■ **Énoncé**
Reproduisez fidèlement le texte sur les arts et les sens, de « La bibliothèque libre. » à « des arts différens. », ces deux passages inclus.

■ **Texte source**
★ ★ ★
Page:Revue des Deux Mondes - 1845 - tome 11.djvu/808

La bibliothèque libre.
Le texte de cette page a été corrigé et est conforme au fac-similé.

Par leur objet, tous les arts sont égaux ; tous ne sont arts que parce qu’ils expriment l’invisible. On ne peut trop le répéter, l’expression est la qualité constitutive de l’art. La chose à exprimer est toujours la même : c’est l’idée, c’est l’esprit, c’est l’ame, c’est l’invisible, c’est l’infini ; mais comme il s’agit d’exprimer cette seule et même chose en s’adressant aux sens qui sont divers, la différence des sens divise l’art en des arts différens.

Nous l’avons vu : des cinq sens qui ont été donnés à l’homme, trois, le goût, l’odorat et le toucher, sont incapables de faire naître en nous le sentiment de la beauté. Joints aux deux autres, ils peuvent contribuer à étendre ce sentiment, mais seuls et par eux-mêmes ils ne peuvent le produire. Le goût juge de l’agréable et non du beau. Nul sens ne s’allie moins à l’ame et n’est plus au service du corps ; il flatte, il sert le plus grossier de tous les maîtres, l’estomac. Si l’odorat semble quelquefois participer au sentiment du beau, c’est que l’odeur s’exhale d’un objet qui est déjà beau par lui-même, et qui est beau par un autre endroit. Ainsi la rose est belle par ses contours gracieux, par l’éclat varié de ses couleurs ; son odeur est agréable, elle n’est pas belle. Enfin, ce n’est pas le toucher seul qui juge de la régularité des formes, c’est le toucher éclairé par la vue.
★ ★ ★
■ **Données extraites**
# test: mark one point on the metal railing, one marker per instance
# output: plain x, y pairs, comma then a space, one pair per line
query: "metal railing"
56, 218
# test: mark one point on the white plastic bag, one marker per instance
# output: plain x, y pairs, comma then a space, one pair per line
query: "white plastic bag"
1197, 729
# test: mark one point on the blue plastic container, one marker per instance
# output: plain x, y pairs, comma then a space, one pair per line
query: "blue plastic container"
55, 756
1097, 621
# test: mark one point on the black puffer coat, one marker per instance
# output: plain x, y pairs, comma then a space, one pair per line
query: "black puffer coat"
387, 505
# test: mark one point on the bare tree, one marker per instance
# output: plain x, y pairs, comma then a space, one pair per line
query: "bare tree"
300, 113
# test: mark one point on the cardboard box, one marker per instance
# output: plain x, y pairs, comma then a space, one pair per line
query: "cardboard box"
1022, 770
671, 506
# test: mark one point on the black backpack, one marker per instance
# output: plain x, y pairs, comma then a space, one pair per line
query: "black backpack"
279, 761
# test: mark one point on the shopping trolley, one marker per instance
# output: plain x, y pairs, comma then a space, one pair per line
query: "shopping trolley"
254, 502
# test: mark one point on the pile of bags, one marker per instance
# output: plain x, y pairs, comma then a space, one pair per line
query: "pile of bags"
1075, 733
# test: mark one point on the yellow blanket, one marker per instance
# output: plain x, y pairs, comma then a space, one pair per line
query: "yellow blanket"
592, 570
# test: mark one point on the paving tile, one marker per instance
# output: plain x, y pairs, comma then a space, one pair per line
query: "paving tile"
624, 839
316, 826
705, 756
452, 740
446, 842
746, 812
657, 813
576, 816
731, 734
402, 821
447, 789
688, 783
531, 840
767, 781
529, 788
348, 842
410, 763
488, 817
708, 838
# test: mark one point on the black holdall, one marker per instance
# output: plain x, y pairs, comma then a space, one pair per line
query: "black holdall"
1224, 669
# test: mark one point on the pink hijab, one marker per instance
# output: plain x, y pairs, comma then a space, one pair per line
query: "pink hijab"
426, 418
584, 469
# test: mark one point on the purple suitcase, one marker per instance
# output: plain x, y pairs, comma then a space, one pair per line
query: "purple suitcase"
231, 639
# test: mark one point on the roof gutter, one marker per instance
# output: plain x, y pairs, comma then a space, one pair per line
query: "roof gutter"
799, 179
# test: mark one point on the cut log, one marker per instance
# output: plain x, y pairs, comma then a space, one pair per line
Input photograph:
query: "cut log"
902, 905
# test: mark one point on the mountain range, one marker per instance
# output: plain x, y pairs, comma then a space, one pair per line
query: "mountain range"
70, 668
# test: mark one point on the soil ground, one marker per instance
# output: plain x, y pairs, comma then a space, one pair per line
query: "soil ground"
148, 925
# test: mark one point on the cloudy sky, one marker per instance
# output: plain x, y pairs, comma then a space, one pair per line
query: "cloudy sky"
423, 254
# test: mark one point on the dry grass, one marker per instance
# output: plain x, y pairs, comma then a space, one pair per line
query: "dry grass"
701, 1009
★ ★ ★
■ **Réponse proposée**
La bibliothèque libre.
Le texte de cette page a été corrigé et est conforme au fac-similé.

Par leur objet, tous les arts sont égaux ; tous ne sont arts que parce qu’ils expriment l’invisible. On ne peut trop le répéter, l’expression est la qualité constitutive de l’art. La chose à exprimer est toujours la même : c’est l’idée, c’est l’esprit, c’est l’ame, c’est l’invisible, c’est l’infini ; mais comme il s’agit d’exprimer cette seule et même chose en s’adressant aux sens qui sont divers, la différence des sens divise l’art en des arts différens.